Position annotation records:
>>>>

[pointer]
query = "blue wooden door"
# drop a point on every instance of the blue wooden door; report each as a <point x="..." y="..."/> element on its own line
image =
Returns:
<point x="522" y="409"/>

<<<<
>>>>

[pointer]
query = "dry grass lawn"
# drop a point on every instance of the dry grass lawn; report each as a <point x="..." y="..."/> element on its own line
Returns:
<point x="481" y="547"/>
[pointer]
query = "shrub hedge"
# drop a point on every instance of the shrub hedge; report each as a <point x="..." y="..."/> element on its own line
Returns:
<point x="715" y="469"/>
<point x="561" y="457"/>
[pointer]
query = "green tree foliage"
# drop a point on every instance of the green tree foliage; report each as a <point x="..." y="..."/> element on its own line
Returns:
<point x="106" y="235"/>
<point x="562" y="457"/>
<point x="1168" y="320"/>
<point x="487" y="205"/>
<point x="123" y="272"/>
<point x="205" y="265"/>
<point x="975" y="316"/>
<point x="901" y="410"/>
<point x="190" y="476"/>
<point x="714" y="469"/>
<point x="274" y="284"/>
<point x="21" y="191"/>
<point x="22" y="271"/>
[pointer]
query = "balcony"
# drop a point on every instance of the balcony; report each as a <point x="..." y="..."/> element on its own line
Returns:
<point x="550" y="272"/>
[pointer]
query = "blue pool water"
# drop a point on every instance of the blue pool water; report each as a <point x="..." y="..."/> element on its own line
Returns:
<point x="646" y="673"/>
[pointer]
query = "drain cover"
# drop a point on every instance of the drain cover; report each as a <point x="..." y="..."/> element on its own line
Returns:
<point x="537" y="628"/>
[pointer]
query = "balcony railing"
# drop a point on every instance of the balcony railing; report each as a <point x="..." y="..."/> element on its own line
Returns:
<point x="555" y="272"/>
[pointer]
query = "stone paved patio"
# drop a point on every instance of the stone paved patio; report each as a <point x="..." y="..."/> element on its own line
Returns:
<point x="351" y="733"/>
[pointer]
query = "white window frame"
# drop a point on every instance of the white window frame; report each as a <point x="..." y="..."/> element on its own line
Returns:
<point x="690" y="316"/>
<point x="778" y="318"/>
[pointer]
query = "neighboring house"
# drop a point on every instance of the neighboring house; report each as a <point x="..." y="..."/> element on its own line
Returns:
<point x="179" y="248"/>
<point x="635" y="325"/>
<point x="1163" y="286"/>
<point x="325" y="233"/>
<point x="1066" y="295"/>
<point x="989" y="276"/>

<<<<
>>>>

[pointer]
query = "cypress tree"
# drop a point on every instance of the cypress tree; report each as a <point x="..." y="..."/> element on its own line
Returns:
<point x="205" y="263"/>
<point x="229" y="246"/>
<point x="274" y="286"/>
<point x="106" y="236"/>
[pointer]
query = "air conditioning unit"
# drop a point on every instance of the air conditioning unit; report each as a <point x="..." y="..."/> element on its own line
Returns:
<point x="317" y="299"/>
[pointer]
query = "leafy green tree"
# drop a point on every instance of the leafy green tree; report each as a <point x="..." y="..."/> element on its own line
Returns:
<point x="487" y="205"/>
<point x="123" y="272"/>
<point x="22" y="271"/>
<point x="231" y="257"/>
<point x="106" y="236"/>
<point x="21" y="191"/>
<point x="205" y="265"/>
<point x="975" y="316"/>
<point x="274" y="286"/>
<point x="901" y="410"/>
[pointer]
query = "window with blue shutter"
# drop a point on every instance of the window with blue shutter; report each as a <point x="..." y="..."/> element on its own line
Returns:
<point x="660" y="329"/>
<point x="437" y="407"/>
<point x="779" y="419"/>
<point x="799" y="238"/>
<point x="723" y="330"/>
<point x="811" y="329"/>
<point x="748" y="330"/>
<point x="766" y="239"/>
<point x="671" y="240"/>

<<<<

**GIVEN REQUEST:**
Pick out every line in the items above that contains the word "water", and copy each of those lines in full.

**SOLUTION FOR THIS PROBLEM:**
query = "blue pool water"
# drop a point on every instance of the blue pool water; report each as a <point x="..." y="..."/> element on its own line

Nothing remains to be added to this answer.